### EXERCISE MATERIAL:

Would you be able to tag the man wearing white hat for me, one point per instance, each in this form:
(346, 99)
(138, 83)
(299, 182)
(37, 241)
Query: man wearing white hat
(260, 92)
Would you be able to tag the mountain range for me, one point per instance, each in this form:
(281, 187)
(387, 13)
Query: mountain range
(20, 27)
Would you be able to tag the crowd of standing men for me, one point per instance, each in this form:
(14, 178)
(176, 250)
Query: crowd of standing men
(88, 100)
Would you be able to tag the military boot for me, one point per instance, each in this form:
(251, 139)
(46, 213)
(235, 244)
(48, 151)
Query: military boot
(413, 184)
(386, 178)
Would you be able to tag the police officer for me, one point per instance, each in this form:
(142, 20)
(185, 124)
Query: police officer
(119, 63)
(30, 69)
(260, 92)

### TASK DIRECTIONS:
Extract each entry in full, exactly as given.

### RESULT:
Would you be able to tag the man wearing white hat for me, one point per instance, each in this form:
(346, 99)
(138, 83)
(299, 182)
(37, 241)
Query: man wearing white hat
(260, 92)
Would you be able to tag the mountain range for me, one point per instance, each in this form:
(281, 187)
(387, 13)
Query: mountain range
(20, 27)
Would you be able to tag the crowd of standing men for me, one point per instance, each in this form:
(14, 178)
(176, 250)
Query: crowd of standing men
(88, 100)
Would you be able to tag the military boot for me, one point per instance, each in this form:
(251, 139)
(46, 213)
(235, 244)
(48, 151)
Query: military boot
(413, 184)
(386, 178)
Would you be able to tag the police officer for me, one point per instance, each in this form:
(142, 20)
(185, 124)
Query: police officer
(119, 63)
(30, 69)
(260, 92)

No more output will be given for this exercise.